### Travail demandé
(1) Répondez à ces questions sur le discours consacré au notariat :
(a) Dans quelle ville se tient l'assemblée de l'Union internationale du notariat ?
(b) Dans quels pays le notaire n'existe-t-il pas ?
(c) Outre un défi, que représente la mondialisation pour le notariat ?
(2) Poursuivez le discours sur le notariat à la suite de sa dernière phrase.

### Extrait du document
────────────────────────────────────────

Monsieur le Président,

Mesdames et Messieurs,

 

Mes premiers mots iront à ceux d'entre vous qui sont venus de loin pour assister, ici à Paris, à l'assemblée de l'Union internationale du notariat. La France est heureuse et fière de vous recevoir. Soyez les bienvenus.

 

 

Mesdames et Messieurs,

 

La dimension internationale du notariat a longtemps été jugée secondaire. Elle est aujourd'hui incontournable. L'européanisation du droit et des procédures modifie les pratiques professionnelles. La concurrence des traditions juridiques creuse les divergences entre les pays de common law, où le notaire n'existe pas, et les pays de droit romain, où le notaire est un pilier de l'organisation judiciaire.

 

 

Mesdames et Messieurs,

 

Pour le notariat, la mondialisation est un défi. C'est aussi une formidable opportunité. Je l'affirme avec conviction : le notariat est plus que jamais en phase avec les défis du XXIe siècle.

────────────────────────────────────────

### Bloc de données

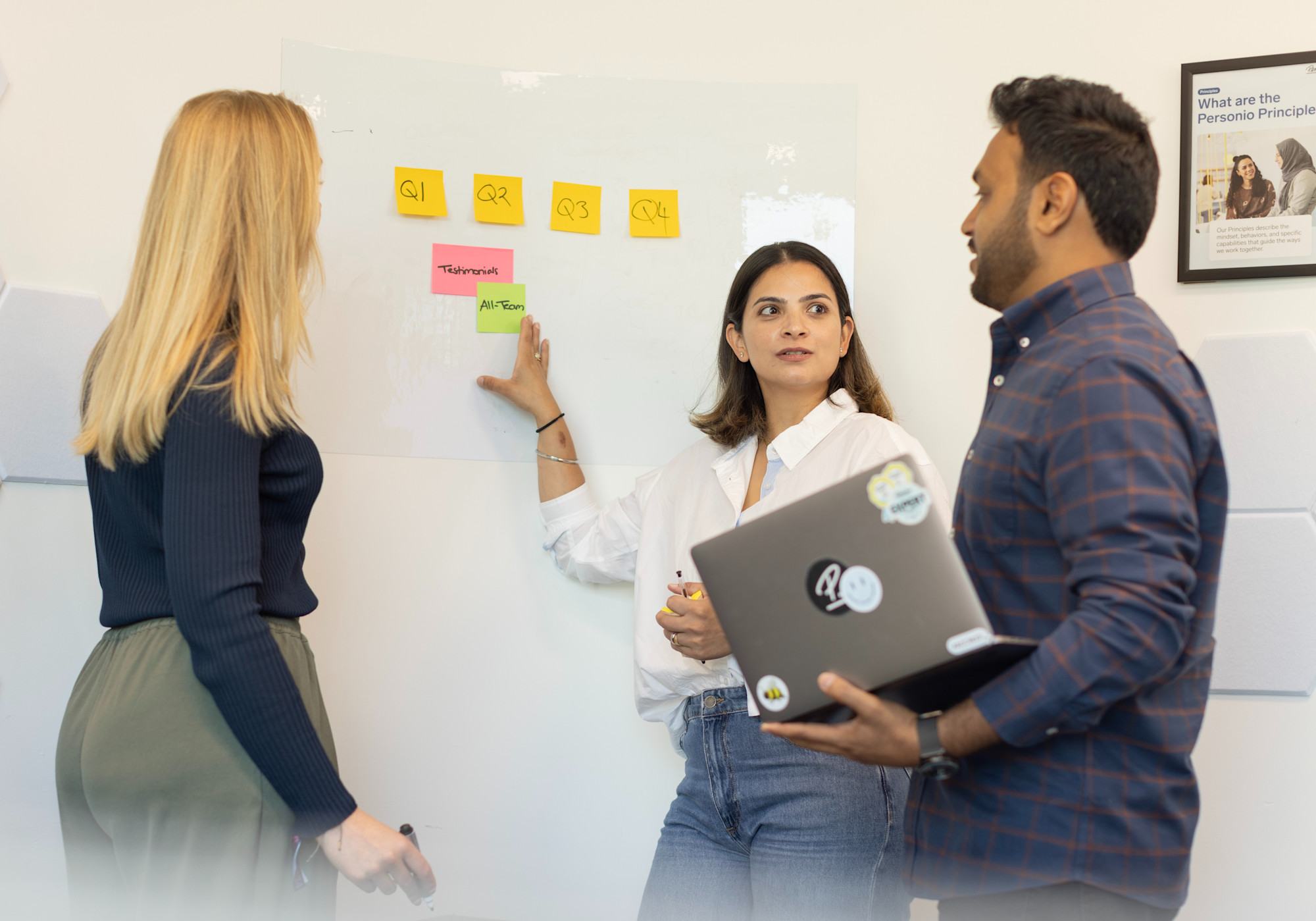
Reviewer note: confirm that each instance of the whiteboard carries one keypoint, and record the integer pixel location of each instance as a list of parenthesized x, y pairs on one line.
[(634, 321)]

────────────────────────────────────────

### Liste des réponses
(1)
(a) À Paris.
(b) Dans les pays de common law.
(c) Une formidable opportunité.

(2)
 

Le besoin de sécurité juridique est une réalité face à la montée des contentieux et des risques juridiques, à la profusion des normes, à leur complexification. L'authentification des actes, compétence exclusive des notaires, y répond directement.

 

L'accessibilité du droit est une demande des citoyens, des entreprises, des collectivités. En tous points du territoire, les notaires assurent un service public de proximité, à l'écoute de chacun.

 

 

Mesdames et Messieurs,

 

Le temps est venu de donner au notariat toute la visibilité internationale qu'il mérite. C'est une nécessité pour la modernisation de la profession. C'est une exigence pour la diffusion et le rayonnement de notre modèle juridique.

 

Votre association a eu le courage d'être pionnière en ce domaine. Votre combat est le mien.

 

Oui, il faut dépasser les réflexes nationaux. Il faut rejeter la tentation de l'immobilisme et du repli sur soi.

 

C'est le sens de la politique que je mène au plan national. C'est l'enjeu de mon engagement au plan international.

 

 

***

 

 

Donner aux notaires les moyens concrets d'affronter les défis de la modernité, c'est une responsabilité des Etats et de la profession.

 

Les notaires doivent s'adapter, se moderniser, se remettre en question. Trois objectifs guident mon action.

 

Premier objectif, favoriser le décloisonnement entre les professions du droit.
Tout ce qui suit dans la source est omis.